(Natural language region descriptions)
#####

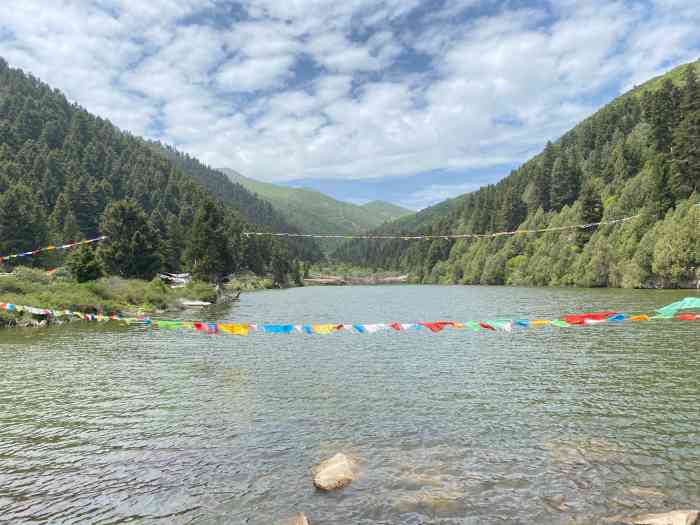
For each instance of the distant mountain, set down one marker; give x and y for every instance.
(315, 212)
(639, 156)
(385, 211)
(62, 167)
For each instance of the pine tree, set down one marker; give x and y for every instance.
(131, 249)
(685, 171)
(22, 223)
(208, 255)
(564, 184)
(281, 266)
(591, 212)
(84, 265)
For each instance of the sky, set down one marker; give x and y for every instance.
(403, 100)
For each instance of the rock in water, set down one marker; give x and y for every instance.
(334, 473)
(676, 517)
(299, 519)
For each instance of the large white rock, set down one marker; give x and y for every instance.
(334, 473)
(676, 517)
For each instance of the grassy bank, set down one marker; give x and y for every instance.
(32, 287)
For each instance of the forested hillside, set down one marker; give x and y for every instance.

#####

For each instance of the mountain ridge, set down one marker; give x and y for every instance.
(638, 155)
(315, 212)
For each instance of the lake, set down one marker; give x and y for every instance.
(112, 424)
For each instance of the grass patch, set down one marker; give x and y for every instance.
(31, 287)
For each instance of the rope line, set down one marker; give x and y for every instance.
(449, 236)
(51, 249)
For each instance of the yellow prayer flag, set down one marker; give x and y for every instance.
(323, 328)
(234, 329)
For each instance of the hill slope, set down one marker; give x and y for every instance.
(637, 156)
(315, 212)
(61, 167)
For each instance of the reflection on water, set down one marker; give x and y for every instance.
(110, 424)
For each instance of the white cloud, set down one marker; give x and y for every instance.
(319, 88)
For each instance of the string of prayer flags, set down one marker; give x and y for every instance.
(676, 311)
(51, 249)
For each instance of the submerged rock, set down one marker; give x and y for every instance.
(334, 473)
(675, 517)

#####

◆ **What is expected**:
All lines above from the one with "For each instance of the pine" to the one with "For each instance of the forested", inclusive, should be copied exactly, and no other lines.

◆ **Task answer**:
For each instance of the pine tree, set down one marker; give x and y for every instance.
(131, 249)
(685, 171)
(22, 223)
(208, 255)
(564, 184)
(281, 266)
(591, 212)
(84, 265)
For each instance of the sky, set down one marker; give x and y for every instance.
(403, 100)
For each instance of the rock in water, set down one marker; give x and y for every instance.
(334, 473)
(676, 517)
(299, 519)
For each instance of the large white rock, set down one marker; give x and y for every instance.
(334, 473)
(676, 517)
For each instance of the grassy bank, set down one marker; give x and y for every instance.
(32, 287)
For each instance of the forested hillside, set down one marker; give x and y for every instance.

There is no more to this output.